- **WRITTEN PROBLEM**:
Your output must consist solely of the lines from the one containing "Reviewer note: confirm that every instance of the pink macaron" through the end of the records, reproduced exactly.

- **INPUT MATERIAL**:
^^^^^^^^
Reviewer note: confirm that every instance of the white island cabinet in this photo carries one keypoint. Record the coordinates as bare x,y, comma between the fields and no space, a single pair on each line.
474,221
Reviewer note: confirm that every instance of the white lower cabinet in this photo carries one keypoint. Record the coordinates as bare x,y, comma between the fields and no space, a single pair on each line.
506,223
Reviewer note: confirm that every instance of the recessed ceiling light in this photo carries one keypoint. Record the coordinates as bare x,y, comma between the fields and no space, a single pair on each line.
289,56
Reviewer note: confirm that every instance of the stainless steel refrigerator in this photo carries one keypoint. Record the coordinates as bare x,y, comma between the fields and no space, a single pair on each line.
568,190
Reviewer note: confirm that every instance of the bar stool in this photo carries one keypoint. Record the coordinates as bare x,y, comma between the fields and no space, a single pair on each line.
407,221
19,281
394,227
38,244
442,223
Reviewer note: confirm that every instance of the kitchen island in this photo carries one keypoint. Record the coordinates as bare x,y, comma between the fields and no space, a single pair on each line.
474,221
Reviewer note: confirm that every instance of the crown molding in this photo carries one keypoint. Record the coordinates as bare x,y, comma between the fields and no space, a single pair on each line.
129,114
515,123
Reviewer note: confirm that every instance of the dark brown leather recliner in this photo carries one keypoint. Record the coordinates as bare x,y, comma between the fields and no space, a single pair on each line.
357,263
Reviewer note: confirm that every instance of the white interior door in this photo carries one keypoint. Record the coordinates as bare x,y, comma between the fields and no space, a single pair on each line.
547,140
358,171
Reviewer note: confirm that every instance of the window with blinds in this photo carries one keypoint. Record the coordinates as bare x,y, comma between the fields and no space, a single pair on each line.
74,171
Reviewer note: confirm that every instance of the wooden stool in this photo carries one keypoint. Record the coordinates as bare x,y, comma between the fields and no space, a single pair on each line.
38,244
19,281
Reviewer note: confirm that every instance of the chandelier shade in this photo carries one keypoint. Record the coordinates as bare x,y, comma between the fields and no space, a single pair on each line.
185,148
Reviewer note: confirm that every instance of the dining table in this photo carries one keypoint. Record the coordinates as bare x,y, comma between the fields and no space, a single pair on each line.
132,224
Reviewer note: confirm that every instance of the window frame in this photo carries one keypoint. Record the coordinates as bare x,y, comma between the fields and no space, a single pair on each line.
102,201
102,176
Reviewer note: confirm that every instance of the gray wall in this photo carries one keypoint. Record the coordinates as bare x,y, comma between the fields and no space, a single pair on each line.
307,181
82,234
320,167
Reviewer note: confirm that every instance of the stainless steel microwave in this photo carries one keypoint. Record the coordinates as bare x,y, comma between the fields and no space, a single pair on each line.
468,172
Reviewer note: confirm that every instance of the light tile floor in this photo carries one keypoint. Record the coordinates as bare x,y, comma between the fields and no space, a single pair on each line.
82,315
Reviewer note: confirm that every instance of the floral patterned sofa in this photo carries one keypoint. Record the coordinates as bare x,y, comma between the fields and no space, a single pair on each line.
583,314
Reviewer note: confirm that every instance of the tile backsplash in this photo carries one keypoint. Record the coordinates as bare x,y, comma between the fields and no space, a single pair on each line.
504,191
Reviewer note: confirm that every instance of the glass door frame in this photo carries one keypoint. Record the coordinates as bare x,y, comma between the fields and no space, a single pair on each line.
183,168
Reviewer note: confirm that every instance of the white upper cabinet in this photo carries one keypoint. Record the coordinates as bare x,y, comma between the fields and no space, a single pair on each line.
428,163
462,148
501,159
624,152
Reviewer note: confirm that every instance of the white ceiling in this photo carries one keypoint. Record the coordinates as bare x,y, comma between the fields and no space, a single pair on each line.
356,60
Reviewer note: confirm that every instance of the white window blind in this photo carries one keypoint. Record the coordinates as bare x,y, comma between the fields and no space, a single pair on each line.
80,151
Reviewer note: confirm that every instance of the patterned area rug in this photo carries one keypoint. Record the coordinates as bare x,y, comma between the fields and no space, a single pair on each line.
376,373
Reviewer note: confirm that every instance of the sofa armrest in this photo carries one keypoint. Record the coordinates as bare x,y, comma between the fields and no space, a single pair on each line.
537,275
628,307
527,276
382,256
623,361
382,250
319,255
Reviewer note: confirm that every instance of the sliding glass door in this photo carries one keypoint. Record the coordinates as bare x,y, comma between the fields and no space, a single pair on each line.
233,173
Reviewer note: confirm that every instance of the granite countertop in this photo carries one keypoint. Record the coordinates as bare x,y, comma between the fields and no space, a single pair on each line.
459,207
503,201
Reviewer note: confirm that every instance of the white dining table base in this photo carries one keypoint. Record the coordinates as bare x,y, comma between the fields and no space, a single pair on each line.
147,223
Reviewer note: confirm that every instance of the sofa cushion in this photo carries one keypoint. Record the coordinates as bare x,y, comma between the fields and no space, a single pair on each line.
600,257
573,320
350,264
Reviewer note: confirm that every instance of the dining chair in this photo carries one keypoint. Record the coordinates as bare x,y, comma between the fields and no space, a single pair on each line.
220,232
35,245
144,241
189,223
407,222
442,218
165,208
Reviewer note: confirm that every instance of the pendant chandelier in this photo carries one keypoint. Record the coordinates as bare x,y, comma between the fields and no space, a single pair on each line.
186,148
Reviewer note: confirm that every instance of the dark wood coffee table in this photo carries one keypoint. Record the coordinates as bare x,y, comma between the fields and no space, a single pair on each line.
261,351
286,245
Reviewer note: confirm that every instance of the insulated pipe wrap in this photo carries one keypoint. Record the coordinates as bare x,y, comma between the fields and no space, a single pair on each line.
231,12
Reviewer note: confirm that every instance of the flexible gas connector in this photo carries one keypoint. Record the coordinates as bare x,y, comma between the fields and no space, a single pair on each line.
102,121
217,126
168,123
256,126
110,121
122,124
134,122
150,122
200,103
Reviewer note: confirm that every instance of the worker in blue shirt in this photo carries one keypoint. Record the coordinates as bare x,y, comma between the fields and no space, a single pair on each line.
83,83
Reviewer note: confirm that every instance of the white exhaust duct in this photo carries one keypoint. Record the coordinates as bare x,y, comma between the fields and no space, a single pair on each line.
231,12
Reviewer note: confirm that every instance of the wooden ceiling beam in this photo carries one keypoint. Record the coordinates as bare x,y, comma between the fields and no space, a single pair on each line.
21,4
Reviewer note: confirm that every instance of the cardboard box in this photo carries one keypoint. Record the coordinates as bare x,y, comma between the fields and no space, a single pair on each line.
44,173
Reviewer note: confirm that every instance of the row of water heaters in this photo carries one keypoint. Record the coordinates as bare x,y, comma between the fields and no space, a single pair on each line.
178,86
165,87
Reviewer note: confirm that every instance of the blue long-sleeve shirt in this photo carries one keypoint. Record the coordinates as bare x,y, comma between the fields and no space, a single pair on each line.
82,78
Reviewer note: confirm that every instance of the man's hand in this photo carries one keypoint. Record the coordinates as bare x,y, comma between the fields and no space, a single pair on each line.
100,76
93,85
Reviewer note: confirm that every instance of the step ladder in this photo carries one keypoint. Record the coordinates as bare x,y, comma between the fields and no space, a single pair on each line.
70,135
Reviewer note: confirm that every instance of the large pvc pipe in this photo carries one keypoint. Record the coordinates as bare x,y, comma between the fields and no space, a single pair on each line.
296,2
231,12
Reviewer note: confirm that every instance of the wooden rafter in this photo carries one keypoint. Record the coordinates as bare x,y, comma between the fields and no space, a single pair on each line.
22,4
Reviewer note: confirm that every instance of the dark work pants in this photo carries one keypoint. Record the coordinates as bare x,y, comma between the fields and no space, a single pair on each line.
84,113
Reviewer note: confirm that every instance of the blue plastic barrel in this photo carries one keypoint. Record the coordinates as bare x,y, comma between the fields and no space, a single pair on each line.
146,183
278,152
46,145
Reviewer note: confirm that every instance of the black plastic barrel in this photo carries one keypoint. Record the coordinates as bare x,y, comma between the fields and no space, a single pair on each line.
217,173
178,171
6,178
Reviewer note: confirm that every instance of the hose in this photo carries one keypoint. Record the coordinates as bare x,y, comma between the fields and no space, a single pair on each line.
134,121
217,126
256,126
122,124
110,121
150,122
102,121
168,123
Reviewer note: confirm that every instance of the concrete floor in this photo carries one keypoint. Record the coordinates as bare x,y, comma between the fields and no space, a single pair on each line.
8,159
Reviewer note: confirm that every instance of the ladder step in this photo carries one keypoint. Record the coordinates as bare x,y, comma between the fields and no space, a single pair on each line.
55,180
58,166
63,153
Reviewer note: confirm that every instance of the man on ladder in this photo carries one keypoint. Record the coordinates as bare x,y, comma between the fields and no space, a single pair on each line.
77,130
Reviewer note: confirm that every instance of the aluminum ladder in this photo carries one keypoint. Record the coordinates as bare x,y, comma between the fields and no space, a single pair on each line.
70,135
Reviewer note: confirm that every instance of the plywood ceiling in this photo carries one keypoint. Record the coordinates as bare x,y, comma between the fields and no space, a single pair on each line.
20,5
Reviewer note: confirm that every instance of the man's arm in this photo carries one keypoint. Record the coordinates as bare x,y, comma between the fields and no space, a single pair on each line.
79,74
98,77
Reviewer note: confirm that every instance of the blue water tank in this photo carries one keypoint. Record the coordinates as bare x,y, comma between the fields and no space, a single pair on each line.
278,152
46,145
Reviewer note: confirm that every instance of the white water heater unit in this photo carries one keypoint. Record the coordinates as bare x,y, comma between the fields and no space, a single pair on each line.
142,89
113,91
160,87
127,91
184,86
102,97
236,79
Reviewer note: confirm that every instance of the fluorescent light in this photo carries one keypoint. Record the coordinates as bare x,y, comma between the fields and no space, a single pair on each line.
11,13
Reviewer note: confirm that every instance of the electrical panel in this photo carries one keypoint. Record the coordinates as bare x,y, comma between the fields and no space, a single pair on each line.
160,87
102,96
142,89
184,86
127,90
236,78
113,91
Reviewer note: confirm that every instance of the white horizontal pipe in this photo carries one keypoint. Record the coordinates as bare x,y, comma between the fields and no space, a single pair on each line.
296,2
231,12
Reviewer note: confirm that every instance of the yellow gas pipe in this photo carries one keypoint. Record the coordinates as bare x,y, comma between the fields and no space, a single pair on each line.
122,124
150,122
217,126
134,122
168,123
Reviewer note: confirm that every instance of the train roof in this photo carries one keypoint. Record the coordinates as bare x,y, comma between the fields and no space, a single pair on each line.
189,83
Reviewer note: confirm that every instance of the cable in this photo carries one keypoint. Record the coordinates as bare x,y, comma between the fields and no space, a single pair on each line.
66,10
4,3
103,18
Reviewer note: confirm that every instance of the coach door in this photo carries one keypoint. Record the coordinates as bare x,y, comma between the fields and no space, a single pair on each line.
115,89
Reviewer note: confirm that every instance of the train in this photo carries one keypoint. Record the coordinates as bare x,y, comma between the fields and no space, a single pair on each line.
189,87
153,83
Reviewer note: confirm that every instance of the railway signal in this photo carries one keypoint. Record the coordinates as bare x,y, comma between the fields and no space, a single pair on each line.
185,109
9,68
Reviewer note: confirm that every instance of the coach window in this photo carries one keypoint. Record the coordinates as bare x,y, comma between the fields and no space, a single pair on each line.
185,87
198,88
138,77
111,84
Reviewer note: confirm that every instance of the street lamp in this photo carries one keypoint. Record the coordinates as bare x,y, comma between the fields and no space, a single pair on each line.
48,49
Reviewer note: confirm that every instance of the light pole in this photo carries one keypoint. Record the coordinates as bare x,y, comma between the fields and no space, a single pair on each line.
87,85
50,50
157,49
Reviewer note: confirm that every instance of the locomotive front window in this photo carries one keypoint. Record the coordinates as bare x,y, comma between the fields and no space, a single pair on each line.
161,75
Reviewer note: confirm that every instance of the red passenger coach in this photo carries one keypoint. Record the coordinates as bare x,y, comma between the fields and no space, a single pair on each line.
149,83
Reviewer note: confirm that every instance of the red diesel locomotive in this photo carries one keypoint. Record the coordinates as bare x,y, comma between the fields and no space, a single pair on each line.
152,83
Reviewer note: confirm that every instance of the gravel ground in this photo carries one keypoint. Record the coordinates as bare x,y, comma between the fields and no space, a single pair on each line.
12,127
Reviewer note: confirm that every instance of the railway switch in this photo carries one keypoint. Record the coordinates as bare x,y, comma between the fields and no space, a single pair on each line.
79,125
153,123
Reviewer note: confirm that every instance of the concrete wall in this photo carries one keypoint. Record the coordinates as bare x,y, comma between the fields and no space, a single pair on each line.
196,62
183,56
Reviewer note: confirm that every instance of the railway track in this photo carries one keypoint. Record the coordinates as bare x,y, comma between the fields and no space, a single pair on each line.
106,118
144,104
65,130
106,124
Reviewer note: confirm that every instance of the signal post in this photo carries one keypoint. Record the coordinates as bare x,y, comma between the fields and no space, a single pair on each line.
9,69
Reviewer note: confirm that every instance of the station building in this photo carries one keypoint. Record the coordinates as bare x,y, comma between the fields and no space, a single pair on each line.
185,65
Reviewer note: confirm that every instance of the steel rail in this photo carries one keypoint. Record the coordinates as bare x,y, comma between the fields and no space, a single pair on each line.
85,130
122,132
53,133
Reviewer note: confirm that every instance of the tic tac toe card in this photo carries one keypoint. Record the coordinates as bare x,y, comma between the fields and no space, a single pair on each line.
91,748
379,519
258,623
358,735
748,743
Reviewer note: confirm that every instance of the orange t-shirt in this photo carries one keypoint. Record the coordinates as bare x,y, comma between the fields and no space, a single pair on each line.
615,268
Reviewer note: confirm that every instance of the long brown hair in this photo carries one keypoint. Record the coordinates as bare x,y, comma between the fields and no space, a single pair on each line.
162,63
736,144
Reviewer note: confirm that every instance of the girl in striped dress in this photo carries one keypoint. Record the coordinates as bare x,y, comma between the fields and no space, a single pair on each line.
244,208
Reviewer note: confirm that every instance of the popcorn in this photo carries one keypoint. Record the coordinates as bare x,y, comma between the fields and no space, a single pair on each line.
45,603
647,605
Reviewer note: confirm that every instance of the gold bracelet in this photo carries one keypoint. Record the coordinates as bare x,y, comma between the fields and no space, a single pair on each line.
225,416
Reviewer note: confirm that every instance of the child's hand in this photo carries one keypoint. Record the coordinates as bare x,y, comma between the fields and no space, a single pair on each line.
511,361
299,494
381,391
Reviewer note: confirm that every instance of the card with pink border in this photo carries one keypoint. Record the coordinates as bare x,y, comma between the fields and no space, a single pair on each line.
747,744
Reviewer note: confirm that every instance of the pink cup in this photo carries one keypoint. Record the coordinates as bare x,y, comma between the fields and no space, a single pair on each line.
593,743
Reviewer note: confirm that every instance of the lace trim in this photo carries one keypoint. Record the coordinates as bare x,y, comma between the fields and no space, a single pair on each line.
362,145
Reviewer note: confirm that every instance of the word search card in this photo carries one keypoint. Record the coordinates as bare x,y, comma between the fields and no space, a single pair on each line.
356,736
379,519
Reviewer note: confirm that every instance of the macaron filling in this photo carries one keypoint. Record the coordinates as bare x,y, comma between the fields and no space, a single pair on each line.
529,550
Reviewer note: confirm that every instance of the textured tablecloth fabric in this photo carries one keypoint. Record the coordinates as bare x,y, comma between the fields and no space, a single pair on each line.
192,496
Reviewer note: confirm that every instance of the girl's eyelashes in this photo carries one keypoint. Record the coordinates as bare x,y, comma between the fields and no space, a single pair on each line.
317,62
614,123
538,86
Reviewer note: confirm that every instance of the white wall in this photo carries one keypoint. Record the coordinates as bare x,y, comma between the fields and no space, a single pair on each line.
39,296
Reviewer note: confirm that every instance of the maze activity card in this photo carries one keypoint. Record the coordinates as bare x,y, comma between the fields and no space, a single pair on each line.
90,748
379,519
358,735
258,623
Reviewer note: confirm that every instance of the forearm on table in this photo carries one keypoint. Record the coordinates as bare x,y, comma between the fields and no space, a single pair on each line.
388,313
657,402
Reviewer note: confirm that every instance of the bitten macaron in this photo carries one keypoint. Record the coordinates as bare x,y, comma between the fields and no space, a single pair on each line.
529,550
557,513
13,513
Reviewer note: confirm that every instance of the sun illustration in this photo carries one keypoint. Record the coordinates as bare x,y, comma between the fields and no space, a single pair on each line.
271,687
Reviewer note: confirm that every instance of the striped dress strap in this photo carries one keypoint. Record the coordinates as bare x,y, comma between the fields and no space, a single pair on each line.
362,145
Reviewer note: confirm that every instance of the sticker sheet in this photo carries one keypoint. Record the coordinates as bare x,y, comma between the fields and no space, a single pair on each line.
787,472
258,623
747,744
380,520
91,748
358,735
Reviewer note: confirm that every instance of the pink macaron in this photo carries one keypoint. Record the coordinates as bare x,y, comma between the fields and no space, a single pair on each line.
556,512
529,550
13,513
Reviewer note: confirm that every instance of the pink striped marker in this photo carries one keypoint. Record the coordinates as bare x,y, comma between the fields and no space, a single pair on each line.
^^^^^^^^
- **FINISHED TASK**:
Reviewer note: confirm that every instance of the pink macaron in this photo carries one keypoint. Record the coordinates as bare x,y, comma between the fields and no space, a single pair on each line.
556,512
529,550
13,513
Reviewer note: confirm that every instance of the pink striped marker in this photo carries one keypoint. Record the coordinates as bare x,y, comma between the fields and no space, a single pair on each line.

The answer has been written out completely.